Task description:
Reproduce each of the following records verbatim, omitting nothing and changing nothing.

Records from a data collection:

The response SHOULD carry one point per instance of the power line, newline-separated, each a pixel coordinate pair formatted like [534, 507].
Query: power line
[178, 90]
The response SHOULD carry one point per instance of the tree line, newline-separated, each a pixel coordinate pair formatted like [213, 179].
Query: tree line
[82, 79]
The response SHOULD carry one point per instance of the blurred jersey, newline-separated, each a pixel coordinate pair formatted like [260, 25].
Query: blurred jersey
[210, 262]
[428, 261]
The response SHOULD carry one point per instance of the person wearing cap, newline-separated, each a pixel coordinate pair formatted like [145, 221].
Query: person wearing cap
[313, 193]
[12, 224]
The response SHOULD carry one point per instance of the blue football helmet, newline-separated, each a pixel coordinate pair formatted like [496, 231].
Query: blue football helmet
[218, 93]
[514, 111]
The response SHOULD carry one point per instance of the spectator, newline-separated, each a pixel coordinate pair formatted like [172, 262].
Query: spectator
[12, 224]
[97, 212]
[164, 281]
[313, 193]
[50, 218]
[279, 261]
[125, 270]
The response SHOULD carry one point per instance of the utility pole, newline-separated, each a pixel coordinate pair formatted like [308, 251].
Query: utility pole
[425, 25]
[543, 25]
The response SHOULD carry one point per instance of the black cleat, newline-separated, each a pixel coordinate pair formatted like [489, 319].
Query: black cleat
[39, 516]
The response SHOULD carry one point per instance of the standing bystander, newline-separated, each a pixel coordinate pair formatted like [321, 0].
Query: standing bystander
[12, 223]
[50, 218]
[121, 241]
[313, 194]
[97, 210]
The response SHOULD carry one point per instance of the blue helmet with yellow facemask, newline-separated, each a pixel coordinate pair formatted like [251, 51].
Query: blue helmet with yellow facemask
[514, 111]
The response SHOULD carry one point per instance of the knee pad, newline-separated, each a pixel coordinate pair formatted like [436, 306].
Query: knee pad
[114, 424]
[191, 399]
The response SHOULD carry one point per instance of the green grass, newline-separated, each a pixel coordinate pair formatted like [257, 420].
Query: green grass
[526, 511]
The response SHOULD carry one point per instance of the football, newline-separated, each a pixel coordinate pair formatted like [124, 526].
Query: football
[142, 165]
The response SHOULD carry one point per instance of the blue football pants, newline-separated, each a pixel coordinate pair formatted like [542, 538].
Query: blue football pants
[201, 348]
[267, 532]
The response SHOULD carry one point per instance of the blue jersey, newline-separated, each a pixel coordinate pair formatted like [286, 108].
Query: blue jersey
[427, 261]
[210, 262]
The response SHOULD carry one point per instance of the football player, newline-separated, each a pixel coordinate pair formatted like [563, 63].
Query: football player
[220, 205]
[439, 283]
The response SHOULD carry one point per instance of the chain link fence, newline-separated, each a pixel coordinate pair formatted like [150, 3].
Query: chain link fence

Answer to the problem:
The response SHOULD carry one point per instance of the power line, newline-separated, each a pixel coordinate pair formatted like [534, 507].
Query: power line
[178, 90]
The response SHOULD carry one point per instance of the tree line, newline-separated, each a pixel coordinate pair formatted like [213, 179].
Query: tree line
[82, 79]
The response SHOULD carry one point per instance of the blurred jersey, newline-separated, each a pixel coordinate pair formatted like [260, 25].
Query: blurred jersey
[210, 262]
[428, 261]
The response SHOULD carry one point per instance of the person wearing cap, newline-separated, each a pixel coordinate pair formatted like [145, 221].
Query: person wearing cap
[313, 193]
[12, 224]
The response SHOULD carry one point per instance of the blue football helmet, newline-separated, each a pixel coordinate pair formatted like [496, 231].
Query: blue football helmet
[218, 93]
[514, 111]
The response SHOULD carry one point per instance of the spectator, newline-separated, each a pixel coordinate pair formatted like [172, 262].
Query: spectator
[12, 224]
[97, 212]
[164, 281]
[313, 193]
[50, 218]
[279, 261]
[125, 270]
The response SHOULD carry one point per instance of the utility pole, newline-separated, each a pixel coordinate pair formatted like [308, 251].
Query: utility pole
[425, 25]
[543, 25]
The response SHOULD carry one point per instance of the black cleat, newline-separated, each a pixel coordinate pair formatted like [489, 319].
Query: black cleat
[39, 516]
The response SHOULD carry one point per instance of the standing bystander, newline-separated, each a pixel coordinate pair formatted like [321, 0].
Query: standing bystander
[12, 223]
[50, 218]
[121, 241]
[313, 194]
[97, 210]
The response SHOULD carry one point per instance of the blue helmet with yellow facemask, newline-separated, each a pixel coordinate pair formatted like [251, 51].
Query: blue helmet with yellow facemask
[514, 111]
The response SHOULD carry one point per instance of the knee pad, newline-separated, each a pixel coordinate pair formatted like [436, 306].
Query: knee pad
[114, 424]
[191, 399]
The response SHOULD carry one point per instance of the green grass, newline-separated, each a pixel coordinate pair formatted like [257, 420].
Query: green grass
[526, 511]
The response SHOULD carry one point per instance of the football, newline-separated, each a pixel coordinate pair formatted like [124, 526].
Query: football
[142, 165]
The response SHOULD carry one point per instance of the blue football pants, newline-separated, each a pixel coordinate pair formatted like [542, 538].
Query: blue football pants
[201, 348]
[267, 532]
The response SHOULD carry one point per instance of the blue jersey, newline-separated, each a pixel coordinate pair formatted like [286, 108].
Query: blue jersey
[427, 261]
[210, 262]
The response SHOULD carry one point per instance of the football player, newline-separated, each a pixel coordinate pair formatted like [563, 63].
Query: football player
[220, 205]
[439, 283]
The response SHOULD carry one point per instance of the chain link fence, newline-separated, each a pixel coordinate pair formatted like [150, 3].
Query: chain link fence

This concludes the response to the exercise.